* [Quoted passage]
★ ★ ★ ★
WHEN Barbara Cartland was in her late teens, she was told about human reproduction. She was appalled. For months afterwards, whenever she found herself in the presence of any parent, she felt a horrified fascination: “Did they really do that?” On recent evidence, much of Britain is hardly more grown up. The vicarious obsession with other people’s sex lives demeans us. We know of nothing so ridiculous as the British public in one of its repeated fits of prurience.

There are circumstances in which it would be reasonable for the media to take an interest in individuals’ sexual behaviour. If the President of the Society for the Suppression of Divorce, who regularly called for adultery to be made illegal, also had a number of mistresses, his bedroom games should be fair game.

If a public figure’s private life had descended into such chaos that he was regularly incapable of performing his duties, that would also be a legitimate area for media inquiries. But there is no suggestion that this was true in any of the recent cases. The mere fact that the private life of someone in public life undergoes a period of complexity is no ground for an invasion of privacy.
★ ★ ★ ★
* [Data rows]
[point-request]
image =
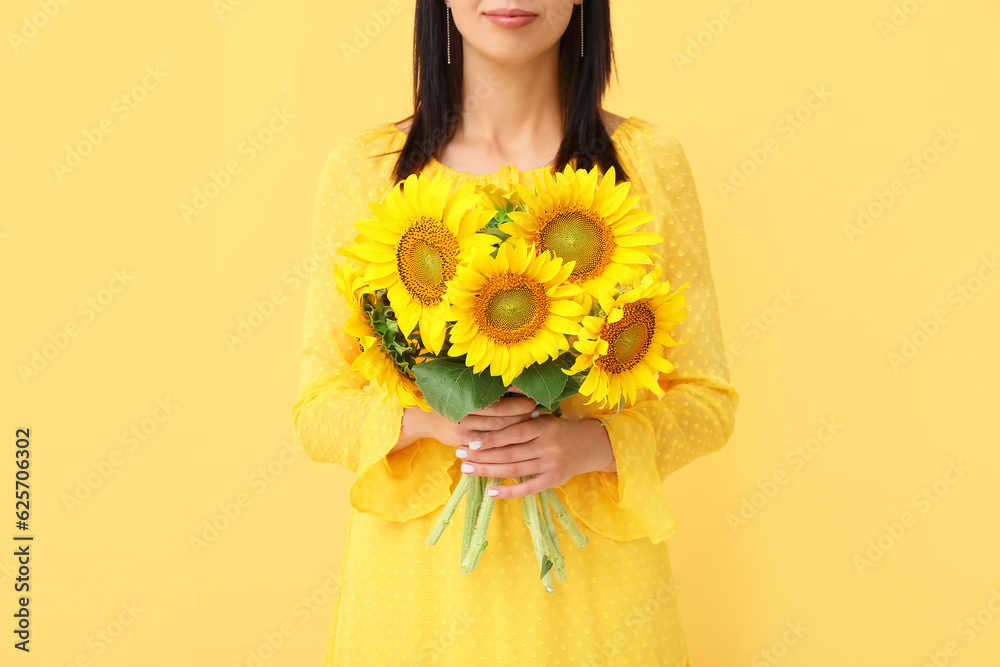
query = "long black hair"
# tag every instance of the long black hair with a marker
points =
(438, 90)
★ ★ ★ ★
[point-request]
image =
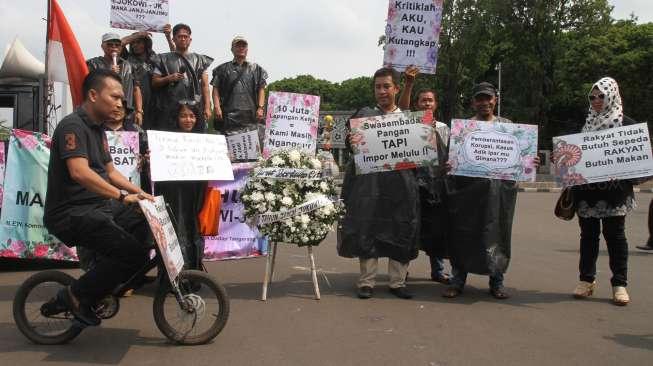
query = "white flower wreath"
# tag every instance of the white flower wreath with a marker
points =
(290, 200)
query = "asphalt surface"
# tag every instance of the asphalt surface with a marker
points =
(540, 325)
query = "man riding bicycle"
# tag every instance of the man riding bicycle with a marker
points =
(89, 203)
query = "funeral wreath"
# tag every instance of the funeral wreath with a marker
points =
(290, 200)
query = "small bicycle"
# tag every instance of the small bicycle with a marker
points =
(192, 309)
★ ★ ★ ★
* [To be done]
1. In the passage on press intrusion into private lives, what was Barbara Cartland told about in her late teens?
2. How many lines of the rows contain the string "riding"? Reply with the number only.

* [Answers to the exercise]
1. Human reproduction.

2. 2